— EXERCISE AIM —
Turn the lines of the records, from the line containing "the man's hand" up to and including the final line, into a JSON list of strings with one string per line, leaving out any blank lines.

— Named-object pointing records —
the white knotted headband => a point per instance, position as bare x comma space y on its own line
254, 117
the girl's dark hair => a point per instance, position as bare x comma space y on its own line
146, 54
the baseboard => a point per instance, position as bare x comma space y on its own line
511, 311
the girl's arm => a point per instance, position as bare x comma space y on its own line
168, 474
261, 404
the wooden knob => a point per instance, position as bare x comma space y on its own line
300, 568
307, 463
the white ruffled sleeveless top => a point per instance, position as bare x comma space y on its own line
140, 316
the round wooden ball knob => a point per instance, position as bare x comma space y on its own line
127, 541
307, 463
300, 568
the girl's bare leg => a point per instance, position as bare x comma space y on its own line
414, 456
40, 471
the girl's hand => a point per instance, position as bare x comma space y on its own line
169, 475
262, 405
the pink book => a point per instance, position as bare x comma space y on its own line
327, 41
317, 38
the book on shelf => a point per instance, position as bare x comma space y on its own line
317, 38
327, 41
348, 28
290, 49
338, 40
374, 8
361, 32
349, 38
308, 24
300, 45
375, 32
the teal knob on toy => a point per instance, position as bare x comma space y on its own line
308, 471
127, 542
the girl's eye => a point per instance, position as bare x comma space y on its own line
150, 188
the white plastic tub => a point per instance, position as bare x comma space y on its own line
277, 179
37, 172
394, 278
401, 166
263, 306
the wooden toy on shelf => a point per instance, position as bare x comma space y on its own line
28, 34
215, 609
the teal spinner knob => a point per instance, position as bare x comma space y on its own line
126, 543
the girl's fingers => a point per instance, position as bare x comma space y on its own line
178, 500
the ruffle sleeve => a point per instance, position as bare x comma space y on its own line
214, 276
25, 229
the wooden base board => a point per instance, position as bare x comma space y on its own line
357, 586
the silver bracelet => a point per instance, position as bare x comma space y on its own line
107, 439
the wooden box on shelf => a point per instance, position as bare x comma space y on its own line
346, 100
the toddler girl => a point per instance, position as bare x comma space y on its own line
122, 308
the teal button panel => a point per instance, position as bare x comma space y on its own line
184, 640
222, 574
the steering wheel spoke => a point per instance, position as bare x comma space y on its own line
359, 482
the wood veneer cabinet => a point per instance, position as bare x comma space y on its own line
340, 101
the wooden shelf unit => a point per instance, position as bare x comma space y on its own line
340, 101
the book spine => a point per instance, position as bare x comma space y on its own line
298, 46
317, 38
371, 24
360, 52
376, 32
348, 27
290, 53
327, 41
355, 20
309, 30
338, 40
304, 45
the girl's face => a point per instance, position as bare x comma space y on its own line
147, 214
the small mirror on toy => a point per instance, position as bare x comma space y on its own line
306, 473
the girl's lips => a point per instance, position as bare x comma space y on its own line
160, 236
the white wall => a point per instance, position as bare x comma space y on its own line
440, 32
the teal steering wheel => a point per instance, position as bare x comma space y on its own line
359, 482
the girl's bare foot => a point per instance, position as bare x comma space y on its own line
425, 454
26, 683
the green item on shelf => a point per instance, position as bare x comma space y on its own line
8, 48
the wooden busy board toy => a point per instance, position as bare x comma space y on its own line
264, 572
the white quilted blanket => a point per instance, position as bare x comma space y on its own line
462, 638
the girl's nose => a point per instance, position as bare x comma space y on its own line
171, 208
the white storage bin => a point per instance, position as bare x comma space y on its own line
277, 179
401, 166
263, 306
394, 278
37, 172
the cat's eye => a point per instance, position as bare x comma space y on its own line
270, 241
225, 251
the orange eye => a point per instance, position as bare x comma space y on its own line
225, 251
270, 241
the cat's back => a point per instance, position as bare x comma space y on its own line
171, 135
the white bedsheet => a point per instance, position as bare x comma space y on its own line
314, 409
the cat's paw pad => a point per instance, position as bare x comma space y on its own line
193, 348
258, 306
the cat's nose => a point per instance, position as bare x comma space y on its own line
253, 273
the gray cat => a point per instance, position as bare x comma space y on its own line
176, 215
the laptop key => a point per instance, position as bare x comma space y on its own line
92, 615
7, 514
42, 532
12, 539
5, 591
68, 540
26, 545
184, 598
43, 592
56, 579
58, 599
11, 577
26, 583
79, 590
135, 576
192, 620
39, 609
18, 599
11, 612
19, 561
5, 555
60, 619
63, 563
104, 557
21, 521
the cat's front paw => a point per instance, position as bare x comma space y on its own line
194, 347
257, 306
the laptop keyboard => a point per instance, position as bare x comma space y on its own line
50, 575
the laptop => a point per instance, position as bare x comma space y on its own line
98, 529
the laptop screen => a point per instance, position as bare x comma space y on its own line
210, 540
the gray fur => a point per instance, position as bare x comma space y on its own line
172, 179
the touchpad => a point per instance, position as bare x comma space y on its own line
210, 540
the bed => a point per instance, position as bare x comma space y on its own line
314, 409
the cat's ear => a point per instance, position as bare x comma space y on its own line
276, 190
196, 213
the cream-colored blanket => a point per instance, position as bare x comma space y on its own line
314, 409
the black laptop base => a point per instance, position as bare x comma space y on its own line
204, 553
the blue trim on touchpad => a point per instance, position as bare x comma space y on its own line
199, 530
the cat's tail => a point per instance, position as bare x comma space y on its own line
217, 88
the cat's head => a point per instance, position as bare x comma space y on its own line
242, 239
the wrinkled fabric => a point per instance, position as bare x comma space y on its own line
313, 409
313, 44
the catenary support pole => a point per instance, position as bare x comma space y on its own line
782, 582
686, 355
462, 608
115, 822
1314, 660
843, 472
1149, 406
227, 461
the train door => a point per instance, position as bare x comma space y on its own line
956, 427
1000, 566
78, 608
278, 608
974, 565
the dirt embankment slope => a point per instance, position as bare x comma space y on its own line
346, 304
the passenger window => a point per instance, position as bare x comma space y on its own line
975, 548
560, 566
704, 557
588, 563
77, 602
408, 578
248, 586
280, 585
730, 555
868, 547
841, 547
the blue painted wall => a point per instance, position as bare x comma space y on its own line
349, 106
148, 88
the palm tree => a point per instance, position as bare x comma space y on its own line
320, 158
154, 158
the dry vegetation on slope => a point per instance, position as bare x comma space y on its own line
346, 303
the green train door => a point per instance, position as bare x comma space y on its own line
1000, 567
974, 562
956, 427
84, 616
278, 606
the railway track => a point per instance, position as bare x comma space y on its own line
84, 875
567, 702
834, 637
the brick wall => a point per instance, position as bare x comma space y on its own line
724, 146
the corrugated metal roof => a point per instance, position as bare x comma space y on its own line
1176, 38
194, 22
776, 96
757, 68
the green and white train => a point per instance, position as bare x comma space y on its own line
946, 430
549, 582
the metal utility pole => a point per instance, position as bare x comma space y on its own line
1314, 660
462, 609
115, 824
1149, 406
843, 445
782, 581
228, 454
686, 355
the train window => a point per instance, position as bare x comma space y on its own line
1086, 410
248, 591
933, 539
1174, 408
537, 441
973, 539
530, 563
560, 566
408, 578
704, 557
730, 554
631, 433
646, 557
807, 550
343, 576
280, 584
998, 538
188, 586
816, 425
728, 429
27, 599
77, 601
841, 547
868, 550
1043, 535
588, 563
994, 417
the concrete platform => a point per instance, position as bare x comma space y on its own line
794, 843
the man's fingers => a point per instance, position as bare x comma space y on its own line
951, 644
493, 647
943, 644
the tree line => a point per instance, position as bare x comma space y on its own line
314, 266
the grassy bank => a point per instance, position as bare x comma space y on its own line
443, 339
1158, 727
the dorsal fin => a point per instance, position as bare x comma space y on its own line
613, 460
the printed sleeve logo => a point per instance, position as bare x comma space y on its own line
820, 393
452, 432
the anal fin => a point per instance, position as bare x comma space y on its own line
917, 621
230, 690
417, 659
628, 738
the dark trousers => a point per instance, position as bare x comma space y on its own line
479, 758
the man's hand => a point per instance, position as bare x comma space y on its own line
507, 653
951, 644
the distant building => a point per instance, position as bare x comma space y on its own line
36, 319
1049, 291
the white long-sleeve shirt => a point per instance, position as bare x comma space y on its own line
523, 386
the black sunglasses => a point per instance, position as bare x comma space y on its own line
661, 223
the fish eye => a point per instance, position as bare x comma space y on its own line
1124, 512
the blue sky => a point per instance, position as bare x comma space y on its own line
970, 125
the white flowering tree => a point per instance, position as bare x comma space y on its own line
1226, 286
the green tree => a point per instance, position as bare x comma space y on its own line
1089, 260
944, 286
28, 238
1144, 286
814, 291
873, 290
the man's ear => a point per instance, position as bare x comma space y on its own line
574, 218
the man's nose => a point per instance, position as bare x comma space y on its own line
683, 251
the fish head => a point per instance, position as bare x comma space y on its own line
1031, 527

— FINAL RESULT —
[
  "the man's hand => a point per instance, position as bare x comma space y on its own line",
  "507, 653",
  "951, 644",
  "the distant building => a point per instance, position as bare x comma space y on its own line",
  "36, 319",
  "1049, 291",
  "the white long-sleeve shirt => a point per instance, position as bare x comma space y on its own line",
  "523, 386",
  "the black sunglasses => a point per instance, position as bare x comma space y on its own line",
  "661, 223",
  "the fish eye => a point per instance, position as bare x comma space y on its own line",
  "1124, 512",
  "the blue sky => a point per instance, position as bare x comma space y on its own line",
  "970, 125",
  "the white flowering tree => a point per instance, position as bare x comma space y on its own line",
  "1226, 286",
  "the green tree => a point per instance, position as bare x comma space y on its own line",
  "1089, 260",
  "944, 286",
  "28, 238",
  "1144, 286",
  "814, 291",
  "873, 290",
  "the man's ear => a point per instance, position as bare x comma space y on its own line",
  "574, 218",
  "the man's nose => a point per instance, position as bare x comma space y on its own line",
  "683, 251",
  "the fish head => a point per instance, position as bare x comma space y on its own line",
  "1031, 527"
]